#### Trecho do texto
"""
Representantes dos conselhos e federações de todas as profissões se reuniram na quinta-feira 27 com o ministro da Secretaria-Geral da presidência, Gilberto Carvalho, e com a ministra-chefe da Casa Civil, Gleisi Hoffmann. A delegação foi composta por aproximadamente 30 profissionais. Eles elaboraram um manifesto online contra a sanção do Ato.
Um dos pontos mais polêmicos é o que se refere ao inciso primeiro do artigo quarto, que coloca como atividades privativas do médico a “formulação do diagnóstico nosológico e respectiva prescrição terapêutica”. Em outras palavras, a determinação autorizaria apenas os médicos a diagnosticar doenças e prescrever ou indicar tratamentos - ainda que estes viessem a ser conduzidos por outros profissionais posteriormente, como um fisioterapeuta ou um psicólogo.
Também geram polêmica os pontos que definem como "atividades privativas" do médico a execução da sedação profunda e de anestesias, bem como a direção e chefia de serviços médicos.
“Querem tornar privativo o diagnóstico de doenças e a prescrição de tratamento. Só médicos poderão realizar atestados e perícias. Só médicos poderão trabalhar na direção e chefia dos serviços de Saúde. Isso é reserva de mercado”, diz Celso Tondin, doutor em psicologia e integrante do Conselho Federal de Psicologia. Ele diz que as outras profissões estão unidas em pedir o veto do governo.
Como consequências das mudanças, afirma Tondin, estaria o aumento da demanda médica, que agora atenderia uma nova gama de pacientes antes encaminhados para as áreas específicas. “Todas as pessoas terão de passar por um médico antes de se dirigir a outro profissional. No SUS, isso acarretará em um engarrafamento. No sistema particular, significa que o paciente terá de pagar por uma consulta a mais até começar seu tratamento”, diz ele.
O ministro da Saúde, Alexandre Padilha, afirmou que o projeto passou por uma série de mudanças durante a tramitação e, por isso, o governo precisa "analisar com muito detalhe" o texto antes de transformá-lo em lei. Ele ainda afirmou ser "importante manter o conceito de equipes multiprofissionais".
"""
#### Listagem extraída
"""
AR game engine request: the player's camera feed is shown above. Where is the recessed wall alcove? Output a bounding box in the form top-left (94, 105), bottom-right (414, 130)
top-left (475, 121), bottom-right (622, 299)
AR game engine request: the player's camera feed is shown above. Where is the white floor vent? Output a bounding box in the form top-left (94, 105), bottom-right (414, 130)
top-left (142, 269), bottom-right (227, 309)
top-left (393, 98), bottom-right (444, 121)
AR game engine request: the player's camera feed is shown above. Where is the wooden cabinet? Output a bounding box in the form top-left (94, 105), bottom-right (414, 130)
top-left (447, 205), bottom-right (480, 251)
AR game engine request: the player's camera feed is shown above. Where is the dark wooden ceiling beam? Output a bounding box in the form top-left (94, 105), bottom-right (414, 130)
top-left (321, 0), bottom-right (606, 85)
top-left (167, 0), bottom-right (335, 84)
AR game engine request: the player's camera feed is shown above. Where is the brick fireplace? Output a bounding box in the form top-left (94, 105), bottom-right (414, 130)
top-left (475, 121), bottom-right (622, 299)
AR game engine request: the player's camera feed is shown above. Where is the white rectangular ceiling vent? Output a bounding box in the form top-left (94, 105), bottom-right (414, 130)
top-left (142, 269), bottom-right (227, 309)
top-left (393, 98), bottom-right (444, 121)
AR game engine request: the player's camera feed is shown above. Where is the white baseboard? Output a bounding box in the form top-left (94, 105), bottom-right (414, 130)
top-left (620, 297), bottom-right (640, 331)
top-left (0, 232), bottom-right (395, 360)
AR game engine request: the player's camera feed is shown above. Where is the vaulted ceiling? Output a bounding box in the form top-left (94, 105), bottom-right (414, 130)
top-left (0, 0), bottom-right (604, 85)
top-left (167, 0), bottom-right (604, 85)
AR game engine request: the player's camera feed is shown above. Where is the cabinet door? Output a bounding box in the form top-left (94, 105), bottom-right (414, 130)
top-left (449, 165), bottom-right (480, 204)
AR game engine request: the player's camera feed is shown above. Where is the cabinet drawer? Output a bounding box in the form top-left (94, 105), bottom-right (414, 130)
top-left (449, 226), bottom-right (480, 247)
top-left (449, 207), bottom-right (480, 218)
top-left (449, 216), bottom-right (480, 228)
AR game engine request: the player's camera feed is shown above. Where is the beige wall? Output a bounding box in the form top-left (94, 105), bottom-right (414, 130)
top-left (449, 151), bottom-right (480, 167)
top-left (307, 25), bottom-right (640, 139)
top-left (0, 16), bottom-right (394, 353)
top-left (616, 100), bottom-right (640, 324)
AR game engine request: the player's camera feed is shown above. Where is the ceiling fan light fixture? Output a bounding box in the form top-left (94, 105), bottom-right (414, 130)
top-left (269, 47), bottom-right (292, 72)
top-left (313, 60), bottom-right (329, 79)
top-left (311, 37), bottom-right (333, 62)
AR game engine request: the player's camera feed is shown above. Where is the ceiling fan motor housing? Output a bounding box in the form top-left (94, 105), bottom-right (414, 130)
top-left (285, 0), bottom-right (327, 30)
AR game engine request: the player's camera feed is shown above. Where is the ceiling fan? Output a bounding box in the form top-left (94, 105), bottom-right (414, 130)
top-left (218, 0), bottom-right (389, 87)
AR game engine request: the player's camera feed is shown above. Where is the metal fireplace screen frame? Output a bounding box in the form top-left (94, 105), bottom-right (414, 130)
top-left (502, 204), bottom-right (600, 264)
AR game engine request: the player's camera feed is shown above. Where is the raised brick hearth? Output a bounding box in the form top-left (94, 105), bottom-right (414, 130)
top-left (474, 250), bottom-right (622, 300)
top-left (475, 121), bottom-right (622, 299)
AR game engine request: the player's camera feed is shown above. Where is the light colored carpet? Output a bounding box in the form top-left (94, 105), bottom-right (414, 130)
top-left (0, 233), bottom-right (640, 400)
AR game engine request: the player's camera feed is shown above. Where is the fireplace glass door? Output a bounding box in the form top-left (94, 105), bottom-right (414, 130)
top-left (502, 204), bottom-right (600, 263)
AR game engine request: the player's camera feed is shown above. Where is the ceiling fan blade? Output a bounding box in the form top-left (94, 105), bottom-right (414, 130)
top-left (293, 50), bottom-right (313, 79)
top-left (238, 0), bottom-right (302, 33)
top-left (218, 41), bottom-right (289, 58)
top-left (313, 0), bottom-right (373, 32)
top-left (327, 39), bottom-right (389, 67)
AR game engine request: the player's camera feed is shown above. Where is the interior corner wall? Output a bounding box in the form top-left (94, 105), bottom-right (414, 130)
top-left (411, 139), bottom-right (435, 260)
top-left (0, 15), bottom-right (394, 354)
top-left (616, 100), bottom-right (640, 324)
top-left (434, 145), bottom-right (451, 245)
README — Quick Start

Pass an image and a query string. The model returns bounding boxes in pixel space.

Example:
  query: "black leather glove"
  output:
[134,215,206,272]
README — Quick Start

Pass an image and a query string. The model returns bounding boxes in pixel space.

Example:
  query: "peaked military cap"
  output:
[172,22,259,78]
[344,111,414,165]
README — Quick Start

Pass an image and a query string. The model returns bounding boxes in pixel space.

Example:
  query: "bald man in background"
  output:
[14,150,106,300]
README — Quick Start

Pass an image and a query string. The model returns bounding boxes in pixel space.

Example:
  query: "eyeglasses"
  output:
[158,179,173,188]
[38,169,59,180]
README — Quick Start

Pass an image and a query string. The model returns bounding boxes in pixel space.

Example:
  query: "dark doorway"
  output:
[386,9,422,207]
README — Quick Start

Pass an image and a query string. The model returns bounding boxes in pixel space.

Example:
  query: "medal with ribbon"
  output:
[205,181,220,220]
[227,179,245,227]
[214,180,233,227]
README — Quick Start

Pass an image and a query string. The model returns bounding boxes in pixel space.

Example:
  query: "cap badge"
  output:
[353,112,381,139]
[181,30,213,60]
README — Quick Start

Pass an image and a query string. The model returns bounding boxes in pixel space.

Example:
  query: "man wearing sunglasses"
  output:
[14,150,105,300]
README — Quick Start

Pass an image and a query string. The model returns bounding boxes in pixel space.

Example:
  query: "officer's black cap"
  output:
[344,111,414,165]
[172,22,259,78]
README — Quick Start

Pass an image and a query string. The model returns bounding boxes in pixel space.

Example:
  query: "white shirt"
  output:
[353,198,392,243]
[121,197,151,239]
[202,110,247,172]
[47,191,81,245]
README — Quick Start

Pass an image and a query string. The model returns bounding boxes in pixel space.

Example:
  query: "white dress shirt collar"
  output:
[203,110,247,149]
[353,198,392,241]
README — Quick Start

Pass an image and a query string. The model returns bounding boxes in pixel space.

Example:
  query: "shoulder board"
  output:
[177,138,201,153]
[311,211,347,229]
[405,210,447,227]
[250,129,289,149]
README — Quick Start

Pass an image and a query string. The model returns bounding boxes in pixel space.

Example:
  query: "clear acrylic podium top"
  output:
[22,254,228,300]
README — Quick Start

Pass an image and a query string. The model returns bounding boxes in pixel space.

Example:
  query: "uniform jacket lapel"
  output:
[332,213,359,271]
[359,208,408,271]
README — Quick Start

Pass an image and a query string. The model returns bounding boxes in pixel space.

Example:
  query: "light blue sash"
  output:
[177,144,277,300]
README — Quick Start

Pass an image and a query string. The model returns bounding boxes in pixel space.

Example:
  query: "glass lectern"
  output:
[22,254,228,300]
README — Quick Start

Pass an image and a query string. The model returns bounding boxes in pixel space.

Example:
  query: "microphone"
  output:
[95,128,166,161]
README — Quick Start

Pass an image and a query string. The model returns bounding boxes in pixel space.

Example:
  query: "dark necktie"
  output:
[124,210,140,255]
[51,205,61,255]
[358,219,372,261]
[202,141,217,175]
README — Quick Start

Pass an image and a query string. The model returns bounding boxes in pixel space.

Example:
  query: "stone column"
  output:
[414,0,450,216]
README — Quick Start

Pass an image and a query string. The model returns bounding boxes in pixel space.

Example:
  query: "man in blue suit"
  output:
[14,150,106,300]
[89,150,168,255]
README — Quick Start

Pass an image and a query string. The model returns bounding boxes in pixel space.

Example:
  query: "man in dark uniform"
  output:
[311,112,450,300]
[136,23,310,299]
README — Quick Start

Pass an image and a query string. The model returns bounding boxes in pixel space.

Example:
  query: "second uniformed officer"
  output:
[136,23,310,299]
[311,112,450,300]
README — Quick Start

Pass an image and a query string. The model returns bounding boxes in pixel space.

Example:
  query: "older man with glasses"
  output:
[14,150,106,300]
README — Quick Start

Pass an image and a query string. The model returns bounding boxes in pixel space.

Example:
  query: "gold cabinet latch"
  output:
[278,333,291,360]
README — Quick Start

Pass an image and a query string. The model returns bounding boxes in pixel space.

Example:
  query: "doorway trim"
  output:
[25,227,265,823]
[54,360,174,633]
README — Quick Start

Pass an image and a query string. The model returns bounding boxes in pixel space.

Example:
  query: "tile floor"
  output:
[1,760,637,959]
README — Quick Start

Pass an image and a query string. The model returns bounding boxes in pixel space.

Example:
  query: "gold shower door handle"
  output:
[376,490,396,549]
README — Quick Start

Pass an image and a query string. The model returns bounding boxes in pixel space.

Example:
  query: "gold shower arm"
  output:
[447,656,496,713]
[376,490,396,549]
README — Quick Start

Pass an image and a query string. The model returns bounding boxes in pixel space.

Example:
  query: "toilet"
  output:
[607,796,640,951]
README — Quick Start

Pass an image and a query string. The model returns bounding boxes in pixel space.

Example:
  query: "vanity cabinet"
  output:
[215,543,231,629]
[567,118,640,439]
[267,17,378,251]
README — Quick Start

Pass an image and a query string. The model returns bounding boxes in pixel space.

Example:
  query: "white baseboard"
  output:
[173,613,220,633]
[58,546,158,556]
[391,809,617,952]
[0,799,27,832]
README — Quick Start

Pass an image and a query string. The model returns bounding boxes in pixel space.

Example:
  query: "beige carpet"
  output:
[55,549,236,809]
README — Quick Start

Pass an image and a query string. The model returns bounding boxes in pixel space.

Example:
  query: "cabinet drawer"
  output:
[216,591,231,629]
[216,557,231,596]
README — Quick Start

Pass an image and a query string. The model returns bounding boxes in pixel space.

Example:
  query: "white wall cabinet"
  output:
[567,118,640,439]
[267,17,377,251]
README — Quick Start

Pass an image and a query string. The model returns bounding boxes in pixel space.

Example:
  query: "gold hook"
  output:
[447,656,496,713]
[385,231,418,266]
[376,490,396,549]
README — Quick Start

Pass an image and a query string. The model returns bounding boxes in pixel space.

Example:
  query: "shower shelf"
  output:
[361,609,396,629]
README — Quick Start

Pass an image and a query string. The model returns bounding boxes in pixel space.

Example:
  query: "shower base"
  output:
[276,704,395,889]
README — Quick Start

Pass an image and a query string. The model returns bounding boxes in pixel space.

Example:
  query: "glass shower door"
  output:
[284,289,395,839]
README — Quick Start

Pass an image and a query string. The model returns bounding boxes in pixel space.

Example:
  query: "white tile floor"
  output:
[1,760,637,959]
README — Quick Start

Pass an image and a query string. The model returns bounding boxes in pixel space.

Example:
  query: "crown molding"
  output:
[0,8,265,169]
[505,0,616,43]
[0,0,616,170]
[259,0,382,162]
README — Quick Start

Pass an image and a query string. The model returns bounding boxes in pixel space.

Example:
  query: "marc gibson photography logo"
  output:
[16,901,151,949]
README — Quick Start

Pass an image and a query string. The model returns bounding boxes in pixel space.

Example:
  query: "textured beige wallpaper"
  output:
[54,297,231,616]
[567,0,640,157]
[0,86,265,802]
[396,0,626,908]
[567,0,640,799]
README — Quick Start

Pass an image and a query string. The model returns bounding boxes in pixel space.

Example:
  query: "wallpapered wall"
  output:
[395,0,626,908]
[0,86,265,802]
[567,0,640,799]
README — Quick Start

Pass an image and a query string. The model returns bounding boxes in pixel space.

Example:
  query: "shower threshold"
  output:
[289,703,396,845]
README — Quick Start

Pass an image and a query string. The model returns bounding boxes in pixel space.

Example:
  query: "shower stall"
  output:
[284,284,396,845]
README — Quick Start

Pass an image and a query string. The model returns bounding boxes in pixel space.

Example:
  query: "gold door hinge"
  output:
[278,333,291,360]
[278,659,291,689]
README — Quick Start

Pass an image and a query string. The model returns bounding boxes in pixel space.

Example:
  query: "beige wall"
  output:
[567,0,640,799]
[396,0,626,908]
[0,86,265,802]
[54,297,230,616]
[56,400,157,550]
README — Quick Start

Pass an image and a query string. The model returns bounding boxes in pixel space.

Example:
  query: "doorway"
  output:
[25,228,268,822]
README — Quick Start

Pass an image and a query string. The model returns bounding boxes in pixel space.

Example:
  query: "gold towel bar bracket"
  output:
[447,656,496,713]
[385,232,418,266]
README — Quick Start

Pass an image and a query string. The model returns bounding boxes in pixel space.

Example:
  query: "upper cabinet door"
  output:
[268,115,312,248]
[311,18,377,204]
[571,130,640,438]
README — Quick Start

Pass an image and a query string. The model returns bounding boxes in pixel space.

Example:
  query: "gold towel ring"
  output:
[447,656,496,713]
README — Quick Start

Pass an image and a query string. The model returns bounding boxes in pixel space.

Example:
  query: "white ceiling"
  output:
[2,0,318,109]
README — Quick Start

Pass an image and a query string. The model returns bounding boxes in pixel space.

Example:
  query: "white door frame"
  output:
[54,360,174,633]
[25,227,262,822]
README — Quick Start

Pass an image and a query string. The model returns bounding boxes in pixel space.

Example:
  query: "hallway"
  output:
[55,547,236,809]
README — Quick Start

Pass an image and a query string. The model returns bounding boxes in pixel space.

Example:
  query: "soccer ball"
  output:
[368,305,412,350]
"""
#### Perguntas
- 1) No texto sobre o Ato Médico, por que o governo precisa "analisar com muito detalhe" o projeto antes de transformá-lo em lei?
- 2) Continue o texto sobre o Ato Médico a partir da última frase.

#### Respostas por tarefa
- 1) Porque, segundo o ministro da Saúde, Alexandre Padilha, o projeto passou por uma série de mudanças durante a tramitação.

- 2)
As associações médicas defendem a regulamentação e afirmam que ela trará mais segurança para a população. Beatriz Costa, presidente da Associação Nacional dos Médicos Residentes, diz que o ato será uma vitória histórica para a categoria. “A medicina é uma das profissões mais antigas do mundo e ainda sem regulamentação no Brasil. Todas as outras já são regulamentadas”.
Geraldo Ferreira, presidente da Federação Nacional dos Médicos (FENAM), diz que o conceito multifuncional de atuação não será ferido porque “curricularmente cada profissão tem suas atribuições”.
“Uma das posições contrárias que eu ouvi foi a de que, como faltavam médicos em cidades pequenas, muitas vezes os outros profissionais faziam o papel de médico. Isso é uma brincadeira”, ironiza Ferreira.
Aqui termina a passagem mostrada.